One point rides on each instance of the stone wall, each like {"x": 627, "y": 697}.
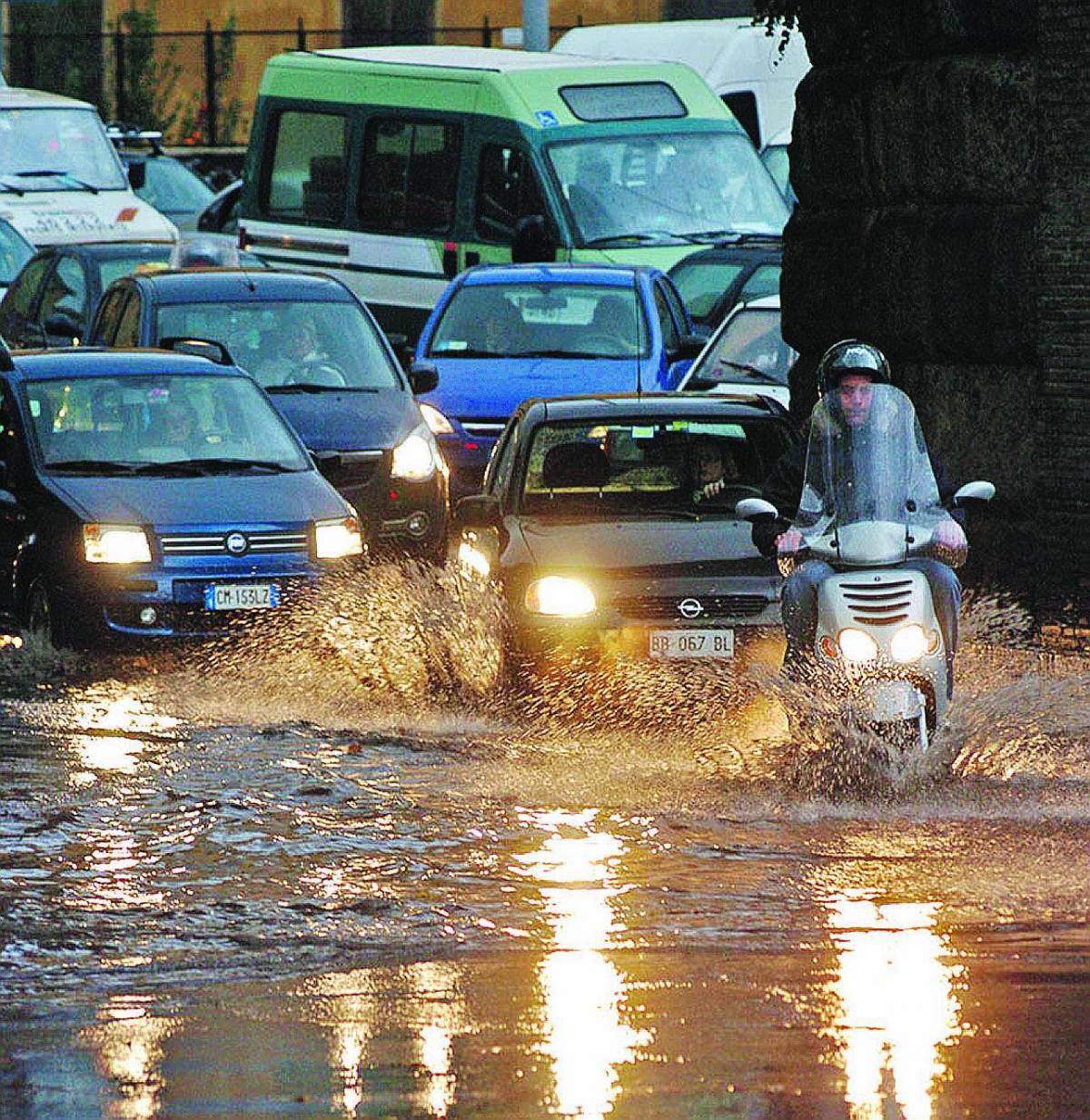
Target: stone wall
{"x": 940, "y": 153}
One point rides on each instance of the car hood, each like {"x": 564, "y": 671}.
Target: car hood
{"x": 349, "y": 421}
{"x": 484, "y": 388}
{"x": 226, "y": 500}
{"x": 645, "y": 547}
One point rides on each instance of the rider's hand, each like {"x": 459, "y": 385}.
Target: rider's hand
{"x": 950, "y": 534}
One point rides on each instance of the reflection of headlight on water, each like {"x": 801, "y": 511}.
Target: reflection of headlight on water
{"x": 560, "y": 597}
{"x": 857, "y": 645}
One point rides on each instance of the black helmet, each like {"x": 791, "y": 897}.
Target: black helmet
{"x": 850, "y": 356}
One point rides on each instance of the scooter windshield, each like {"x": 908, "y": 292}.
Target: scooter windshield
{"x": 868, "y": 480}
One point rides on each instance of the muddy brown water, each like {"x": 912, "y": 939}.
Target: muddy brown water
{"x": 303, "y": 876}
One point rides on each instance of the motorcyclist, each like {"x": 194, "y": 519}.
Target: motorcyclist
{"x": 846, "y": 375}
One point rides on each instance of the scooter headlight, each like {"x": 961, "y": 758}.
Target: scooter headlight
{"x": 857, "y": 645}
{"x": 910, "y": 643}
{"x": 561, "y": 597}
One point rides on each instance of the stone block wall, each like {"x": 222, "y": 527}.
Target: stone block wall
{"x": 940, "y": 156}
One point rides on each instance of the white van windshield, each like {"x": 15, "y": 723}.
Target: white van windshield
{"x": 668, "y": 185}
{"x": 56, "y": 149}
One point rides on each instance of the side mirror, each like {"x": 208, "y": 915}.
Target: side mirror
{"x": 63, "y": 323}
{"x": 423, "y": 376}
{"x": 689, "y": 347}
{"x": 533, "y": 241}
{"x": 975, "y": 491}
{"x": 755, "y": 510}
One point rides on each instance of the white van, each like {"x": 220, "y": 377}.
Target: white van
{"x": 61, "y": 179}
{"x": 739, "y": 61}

==

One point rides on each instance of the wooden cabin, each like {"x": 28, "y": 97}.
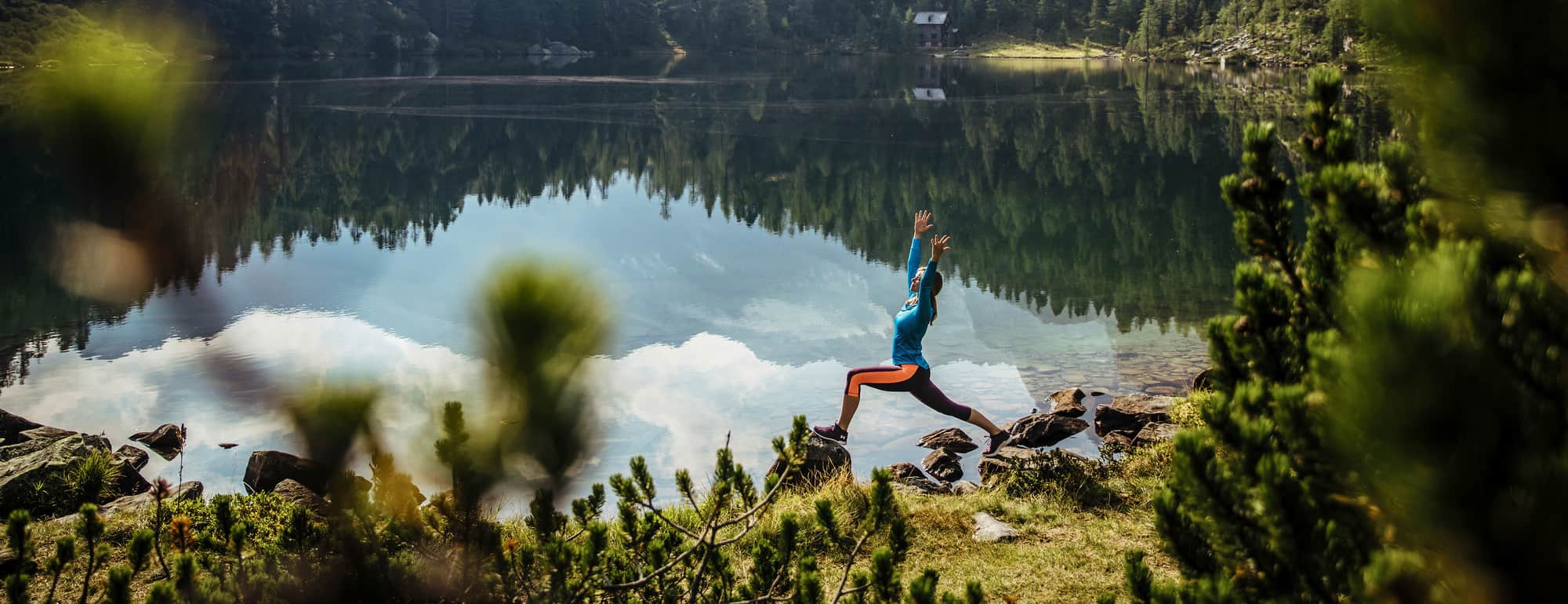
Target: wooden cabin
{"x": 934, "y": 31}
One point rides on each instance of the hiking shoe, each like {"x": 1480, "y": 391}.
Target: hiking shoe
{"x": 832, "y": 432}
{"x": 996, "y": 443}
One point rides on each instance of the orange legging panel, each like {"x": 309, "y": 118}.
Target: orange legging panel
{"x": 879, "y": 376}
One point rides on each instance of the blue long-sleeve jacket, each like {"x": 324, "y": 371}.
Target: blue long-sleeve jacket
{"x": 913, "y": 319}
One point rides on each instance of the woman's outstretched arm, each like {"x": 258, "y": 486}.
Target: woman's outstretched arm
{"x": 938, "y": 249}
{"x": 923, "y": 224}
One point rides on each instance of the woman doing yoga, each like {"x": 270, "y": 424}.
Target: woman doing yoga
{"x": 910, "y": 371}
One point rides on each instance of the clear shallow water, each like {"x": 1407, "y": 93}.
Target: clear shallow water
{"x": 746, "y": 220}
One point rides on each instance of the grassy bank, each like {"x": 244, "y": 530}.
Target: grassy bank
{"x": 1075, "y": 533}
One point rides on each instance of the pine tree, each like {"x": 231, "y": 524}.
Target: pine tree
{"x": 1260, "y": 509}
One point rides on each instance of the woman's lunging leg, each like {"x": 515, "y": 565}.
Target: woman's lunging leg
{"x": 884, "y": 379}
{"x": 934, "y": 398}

---

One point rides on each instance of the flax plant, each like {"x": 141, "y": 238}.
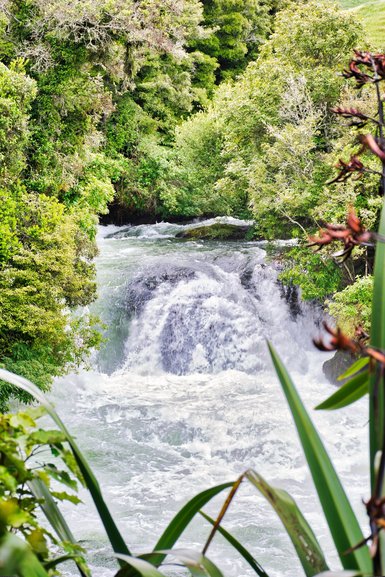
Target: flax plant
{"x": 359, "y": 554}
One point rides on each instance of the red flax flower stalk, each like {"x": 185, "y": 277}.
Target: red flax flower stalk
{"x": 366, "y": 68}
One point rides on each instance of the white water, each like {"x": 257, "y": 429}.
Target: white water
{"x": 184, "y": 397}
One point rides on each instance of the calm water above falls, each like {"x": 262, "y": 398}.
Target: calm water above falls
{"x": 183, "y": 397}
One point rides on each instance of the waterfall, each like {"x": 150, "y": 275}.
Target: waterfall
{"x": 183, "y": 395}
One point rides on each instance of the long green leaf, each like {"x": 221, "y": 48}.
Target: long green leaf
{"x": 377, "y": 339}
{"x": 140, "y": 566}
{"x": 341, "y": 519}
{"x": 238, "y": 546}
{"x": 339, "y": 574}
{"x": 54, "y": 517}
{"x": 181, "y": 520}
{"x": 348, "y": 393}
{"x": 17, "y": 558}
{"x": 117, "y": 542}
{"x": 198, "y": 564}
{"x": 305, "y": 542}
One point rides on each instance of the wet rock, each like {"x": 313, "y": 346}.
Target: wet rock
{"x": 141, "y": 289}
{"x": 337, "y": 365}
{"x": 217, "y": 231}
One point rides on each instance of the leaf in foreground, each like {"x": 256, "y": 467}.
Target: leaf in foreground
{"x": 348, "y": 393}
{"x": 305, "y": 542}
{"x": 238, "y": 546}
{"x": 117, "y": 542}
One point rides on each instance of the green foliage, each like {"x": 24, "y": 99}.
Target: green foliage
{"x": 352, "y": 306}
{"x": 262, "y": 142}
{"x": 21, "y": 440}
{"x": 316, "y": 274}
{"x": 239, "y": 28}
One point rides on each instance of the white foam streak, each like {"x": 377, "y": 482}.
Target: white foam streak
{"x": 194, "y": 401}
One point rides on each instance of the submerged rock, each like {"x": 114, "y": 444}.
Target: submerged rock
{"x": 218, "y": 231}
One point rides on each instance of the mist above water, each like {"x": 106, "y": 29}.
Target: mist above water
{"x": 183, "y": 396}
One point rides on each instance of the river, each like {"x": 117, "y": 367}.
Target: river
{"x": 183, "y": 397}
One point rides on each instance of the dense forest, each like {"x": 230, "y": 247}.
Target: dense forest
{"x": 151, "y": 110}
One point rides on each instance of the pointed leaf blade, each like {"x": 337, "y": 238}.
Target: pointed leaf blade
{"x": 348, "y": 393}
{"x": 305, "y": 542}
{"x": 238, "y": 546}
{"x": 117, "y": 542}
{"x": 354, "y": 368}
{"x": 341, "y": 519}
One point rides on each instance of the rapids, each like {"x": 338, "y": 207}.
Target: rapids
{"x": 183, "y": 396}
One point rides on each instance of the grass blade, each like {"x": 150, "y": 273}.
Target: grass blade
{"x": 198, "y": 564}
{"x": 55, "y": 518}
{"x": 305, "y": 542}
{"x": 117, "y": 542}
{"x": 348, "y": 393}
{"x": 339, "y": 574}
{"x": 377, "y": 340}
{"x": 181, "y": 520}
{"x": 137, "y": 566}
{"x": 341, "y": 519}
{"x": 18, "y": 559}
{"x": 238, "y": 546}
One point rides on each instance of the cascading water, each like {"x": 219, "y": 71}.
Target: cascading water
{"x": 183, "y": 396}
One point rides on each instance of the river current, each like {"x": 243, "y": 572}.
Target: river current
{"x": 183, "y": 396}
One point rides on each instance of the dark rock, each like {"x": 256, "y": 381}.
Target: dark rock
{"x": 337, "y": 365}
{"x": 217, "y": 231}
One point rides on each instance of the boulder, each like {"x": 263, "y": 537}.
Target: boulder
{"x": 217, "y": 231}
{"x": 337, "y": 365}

SHORT TASK
Select each line of the listing above that contains the word "outstretched", and copy those lines out in full.

THE COMPLETED TASK
One point rides on each instance of the woman's outstretched arm, each like {"x": 258, "y": 486}.
Target: woman's outstretched arm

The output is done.